Given data section start

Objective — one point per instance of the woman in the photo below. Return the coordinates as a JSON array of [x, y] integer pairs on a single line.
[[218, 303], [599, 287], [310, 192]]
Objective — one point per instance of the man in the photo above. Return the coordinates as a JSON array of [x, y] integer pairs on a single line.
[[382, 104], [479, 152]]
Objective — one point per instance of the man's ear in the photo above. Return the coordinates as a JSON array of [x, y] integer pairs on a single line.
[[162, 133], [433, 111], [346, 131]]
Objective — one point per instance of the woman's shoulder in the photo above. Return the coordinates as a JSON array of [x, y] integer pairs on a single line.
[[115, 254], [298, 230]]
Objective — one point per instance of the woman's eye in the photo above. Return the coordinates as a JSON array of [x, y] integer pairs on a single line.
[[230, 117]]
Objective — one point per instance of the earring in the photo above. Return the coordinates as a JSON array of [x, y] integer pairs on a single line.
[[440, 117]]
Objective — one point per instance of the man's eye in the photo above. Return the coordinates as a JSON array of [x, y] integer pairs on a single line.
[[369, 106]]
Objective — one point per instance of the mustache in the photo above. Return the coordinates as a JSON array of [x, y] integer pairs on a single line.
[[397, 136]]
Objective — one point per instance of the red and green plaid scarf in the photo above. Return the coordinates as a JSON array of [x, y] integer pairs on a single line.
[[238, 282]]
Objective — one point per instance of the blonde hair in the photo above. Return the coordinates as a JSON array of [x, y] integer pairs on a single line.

Given data section end

Aim of the exercise: Reproduce every line of the data without changing a word.

Solution below:
Objective — one point per instance of the woman in the photo below. Return the coordinates as a JSON array of [x, y] integer pairs on a single line.
[[218, 303], [599, 287], [310, 192]]
Objective — one point per instance of the man in the photo above. Return the coordinates as a JSON array of [x, y] integer pairs on a single line.
[[382, 104], [479, 152]]
Objective — one point per instance of the man's ear in the photo above. Return the coordinates as a JSON array of [x, y] integer pairs on a single line.
[[162, 133], [433, 111], [346, 131]]
Objective — one point per instance of the woman's shoulder in the photo above. Return the coordinates as a JSON array of [x, y] integer pairs on a single line.
[[115, 254], [298, 230]]
Objective — one point per instance of the woman's eye in the photo above. Return the coordinates as a JSON array of [x, y] integer pairs on a single line.
[[230, 117]]
Objective — one point per instance of the earring in the photo above. Return the coordinates as a JSON array of [x, y] integer pairs on a single line.
[[440, 117]]
Objective — one point per instance of the man's eye in the photo above. Return the coordinates as a JSON array of [x, y] integer pairs on a single line.
[[369, 106]]
Objective — one point per instance of the mustache in the photo above. Return the coordinates as a JSON array of [x, y] integer pairs on a single line.
[[397, 136]]
Objective — one point per instance of the red and green plaid scarf in the photo above. Return the coordinates as a JSON array of [x, y] integer pairs on a single line.
[[238, 282]]
Objective — one point per instance of the blonde hair in the photo above. Return the coordinates as a JSON array of [x, y] integer pairs on a single line.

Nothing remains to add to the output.